Task requirements: Return each line of the items below word for word, leaving out the pictures.

Excerpts from a point labeling dataset:
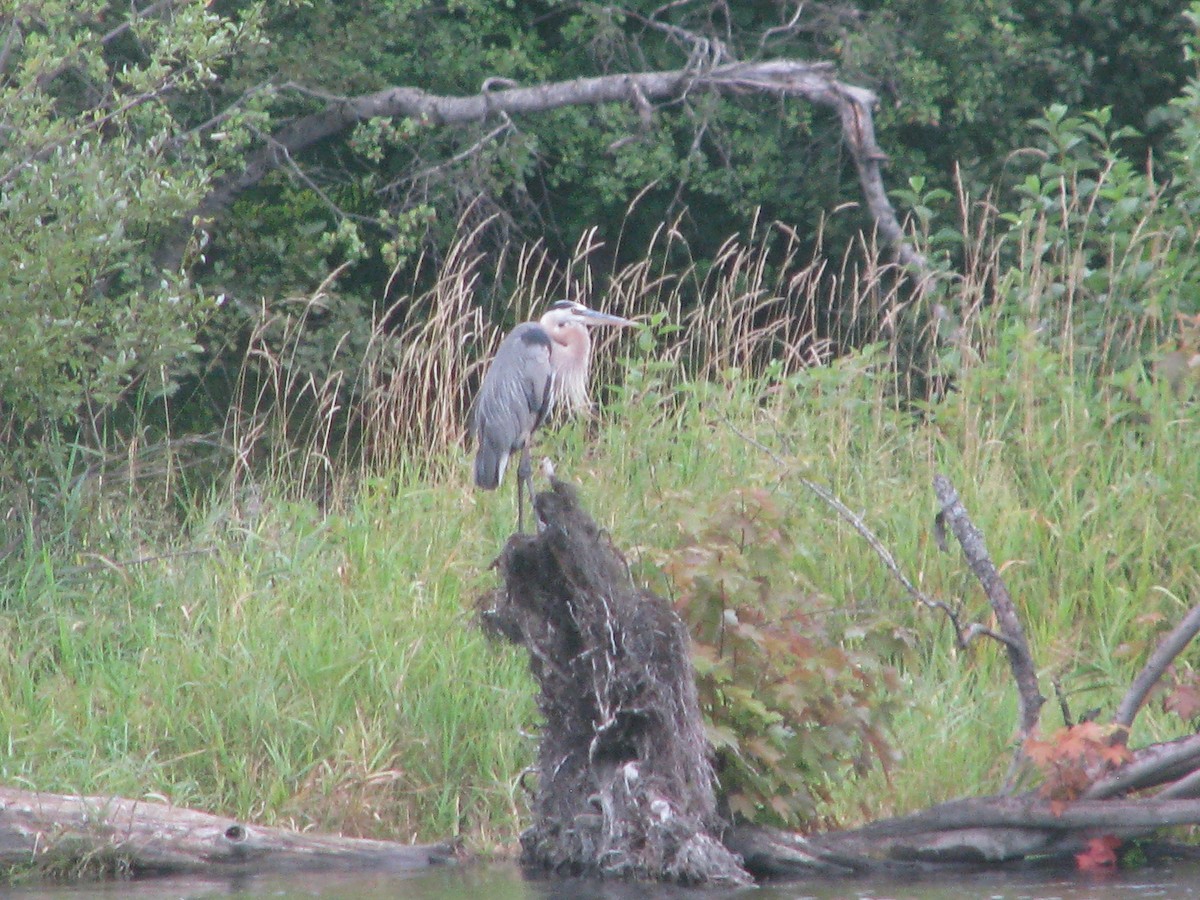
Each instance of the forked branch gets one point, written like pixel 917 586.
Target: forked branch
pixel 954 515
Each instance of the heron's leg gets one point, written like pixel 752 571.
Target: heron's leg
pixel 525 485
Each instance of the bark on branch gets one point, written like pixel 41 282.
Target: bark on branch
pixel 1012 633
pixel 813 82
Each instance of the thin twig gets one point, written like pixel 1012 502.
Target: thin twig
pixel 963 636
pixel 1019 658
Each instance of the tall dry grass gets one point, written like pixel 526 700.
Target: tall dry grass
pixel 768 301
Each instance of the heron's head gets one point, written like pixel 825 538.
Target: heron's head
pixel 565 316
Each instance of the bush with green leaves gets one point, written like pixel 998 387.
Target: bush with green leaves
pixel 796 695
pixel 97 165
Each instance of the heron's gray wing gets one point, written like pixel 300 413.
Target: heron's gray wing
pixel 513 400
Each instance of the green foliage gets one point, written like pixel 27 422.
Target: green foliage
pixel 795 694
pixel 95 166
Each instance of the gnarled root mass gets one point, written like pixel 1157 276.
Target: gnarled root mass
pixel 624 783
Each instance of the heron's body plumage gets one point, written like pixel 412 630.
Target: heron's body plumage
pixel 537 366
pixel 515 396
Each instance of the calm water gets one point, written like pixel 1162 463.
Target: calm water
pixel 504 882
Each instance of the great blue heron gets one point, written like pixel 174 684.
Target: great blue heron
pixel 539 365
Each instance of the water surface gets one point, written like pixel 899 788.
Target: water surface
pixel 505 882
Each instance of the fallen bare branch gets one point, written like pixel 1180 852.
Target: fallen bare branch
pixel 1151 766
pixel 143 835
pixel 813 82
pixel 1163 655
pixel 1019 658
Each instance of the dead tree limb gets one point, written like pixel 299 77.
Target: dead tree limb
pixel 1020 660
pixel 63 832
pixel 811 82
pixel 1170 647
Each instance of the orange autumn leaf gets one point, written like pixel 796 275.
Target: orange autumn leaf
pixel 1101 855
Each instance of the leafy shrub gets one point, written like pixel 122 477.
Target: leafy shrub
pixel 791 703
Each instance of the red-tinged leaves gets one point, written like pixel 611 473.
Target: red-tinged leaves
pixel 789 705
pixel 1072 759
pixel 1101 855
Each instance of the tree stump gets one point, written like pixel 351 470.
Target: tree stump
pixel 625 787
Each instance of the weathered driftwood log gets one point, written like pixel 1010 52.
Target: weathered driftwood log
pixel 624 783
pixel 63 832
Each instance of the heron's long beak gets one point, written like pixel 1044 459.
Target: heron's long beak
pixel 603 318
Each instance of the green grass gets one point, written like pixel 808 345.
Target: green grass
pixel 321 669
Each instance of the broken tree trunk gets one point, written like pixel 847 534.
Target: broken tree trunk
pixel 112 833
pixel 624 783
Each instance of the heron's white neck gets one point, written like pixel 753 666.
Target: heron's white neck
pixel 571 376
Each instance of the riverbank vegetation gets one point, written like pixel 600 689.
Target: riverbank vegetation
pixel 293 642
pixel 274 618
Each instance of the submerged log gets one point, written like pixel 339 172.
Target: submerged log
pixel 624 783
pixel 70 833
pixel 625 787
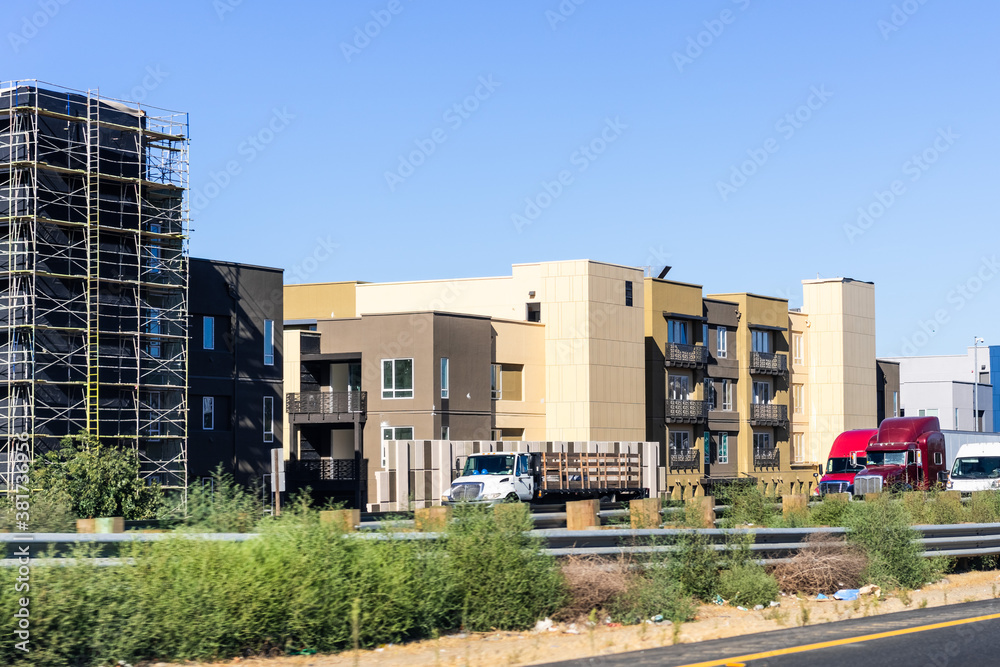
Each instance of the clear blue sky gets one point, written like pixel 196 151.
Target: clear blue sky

The solution:
Each instance of the forked branch gets one point, written like pixel 917 586.
Target: forked branch
pixel 954 515
Each instance of the heron's leg gets one point, written like pixel 752 571.
Target: heron's leg
pixel 525 485
Each instance of the bark on branch gets one point, written like pixel 41 282.
Target: bark on branch
pixel 1012 633
pixel 813 82
Each instance of the thin twig gets one point, written like pixel 1012 502.
Target: thin twig
pixel 963 636
pixel 1019 658
Each instance of the tall dry grass gets one point, written like pixel 526 700.
Target: tall dry grass
pixel 768 301
Each instance of the heron's head gets one point, written like pixel 825 538.
Target: heron's head
pixel 565 316
Each instance of the bush with green leaves gets one point, written like pixel 998 387.
Target: bush with green leaves
pixel 796 695
pixel 97 165
Each instance of the heron's gray wing gets one point, written like pixel 300 413.
Target: heron's gray wing
pixel 513 400
Each instance of the green foliage gets one point, written like pixel 27 422.
Target: green foliage
pixel 795 694
pixel 95 166
Each instance of the gnarled root mass gets one point, written like pixel 1157 276.
Target: gnarled root mass
pixel 624 783
Each instance of the heron's body plumage gets one point, written like pixel 412 630.
Target: heron's body plumage
pixel 537 366
pixel 515 396
Each instance of the calm water gets one point, written like pixel 1162 463.
Target: calm water
pixel 504 882
Each instance of the great blue heron gets one point, written like pixel 174 684.
Target: great blue heron
pixel 539 365
Each instance of the water surface gets one point, written like pixel 899 788.
Target: water surface
pixel 505 882
Each instance of the fallen bare branch gets one point, written like pixel 1180 852.
Target: fallen bare branch
pixel 1151 766
pixel 143 835
pixel 813 82
pixel 1163 655
pixel 1019 658
Each instance of the dead tree limb gets one point, written like pixel 299 77.
Target: dead tree limb
pixel 1020 660
pixel 63 832
pixel 811 82
pixel 1170 647
Each instance of the orange autumn leaf gets one point, written like pixel 796 275.
Target: orange autumn leaf
pixel 1101 855
Each instance of the leafy shrub gets one point, written like pixel 122 477.
Target: leafy shrub
pixel 791 703
Each instance of the red-tinged leaves gets one point, written like pixel 611 473.
Target: red-tinged leaves
pixel 789 705
pixel 1072 759
pixel 1101 855
Each instance of the tree stump gets one point, written like pixel 351 470.
Target: tree stump
pixel 625 787
Each instance of the weathered driftwood log gets one point, written like pixel 1010 52.
Target: weathered driftwood log
pixel 624 783
pixel 63 832
Each instance of the heron's long beak gets one point, written like pixel 1044 459.
Target: heron's long beak
pixel 603 318
Each instance of the green grass gets one point, written like pixel 808 345.
Target: green grass
pixel 321 669
Each instance of the broken tree trunk gets one point, written like pixel 847 534.
Target: broken tree trunk
pixel 112 833
pixel 624 783
Each instance of the heron's white neck gets one point, written like pixel 753 666.
Target: heron's white neck
pixel 571 376
Each instance of the riverbank vegetation gets one point, written like pixel 600 689.
Target: riverbank vegetation
pixel 293 642
pixel 274 618
Each instance of the submerged log gets one point, written like pixel 339 172.
Target: submerged log
pixel 624 783
pixel 70 833
pixel 625 787
Each instance of the clear blue sky gets one point, written like pixel 196 151.
Target: clear blue sky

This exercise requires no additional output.